- _TASK REQUIREMENTS_: Please rewrite the material starting with the line containing "task | put a marker on each instance of the parked" and going on through the line containing "x=259, y=154", replacing "blonde woman" with "fair-haired woman" and leaving everything else unchanged.

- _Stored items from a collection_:
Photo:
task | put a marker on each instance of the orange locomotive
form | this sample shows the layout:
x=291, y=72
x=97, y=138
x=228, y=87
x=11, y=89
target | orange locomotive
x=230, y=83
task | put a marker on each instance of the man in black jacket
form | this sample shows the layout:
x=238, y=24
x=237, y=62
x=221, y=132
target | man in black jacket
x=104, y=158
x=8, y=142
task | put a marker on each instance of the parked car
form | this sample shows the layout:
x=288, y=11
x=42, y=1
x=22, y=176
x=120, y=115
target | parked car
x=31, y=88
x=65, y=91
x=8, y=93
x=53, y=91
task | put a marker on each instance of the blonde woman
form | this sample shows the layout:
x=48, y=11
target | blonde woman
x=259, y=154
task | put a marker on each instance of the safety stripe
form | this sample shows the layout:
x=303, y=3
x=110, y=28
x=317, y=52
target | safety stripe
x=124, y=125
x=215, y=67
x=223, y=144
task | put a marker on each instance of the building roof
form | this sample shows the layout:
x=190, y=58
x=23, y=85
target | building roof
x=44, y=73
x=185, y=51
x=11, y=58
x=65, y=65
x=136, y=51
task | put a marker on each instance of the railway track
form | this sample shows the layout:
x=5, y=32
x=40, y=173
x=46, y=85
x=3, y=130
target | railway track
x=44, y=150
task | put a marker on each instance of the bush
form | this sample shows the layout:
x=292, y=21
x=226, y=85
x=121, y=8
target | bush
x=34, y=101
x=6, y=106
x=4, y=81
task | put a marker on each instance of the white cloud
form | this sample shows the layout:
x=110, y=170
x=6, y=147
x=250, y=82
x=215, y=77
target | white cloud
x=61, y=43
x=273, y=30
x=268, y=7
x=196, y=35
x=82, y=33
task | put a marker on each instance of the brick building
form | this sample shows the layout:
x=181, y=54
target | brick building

- _WRITTEN RESPONSE_:
task | put a marker on each instance of the parked car
form | this sample shows the layout:
x=288, y=11
x=42, y=1
x=22, y=176
x=120, y=115
target | parked car
x=31, y=88
x=65, y=91
x=8, y=93
x=53, y=91
task | put a marker on each instance of the fair-haired woman
form | this sample shows the layout:
x=48, y=11
target | fair-haired woman
x=259, y=154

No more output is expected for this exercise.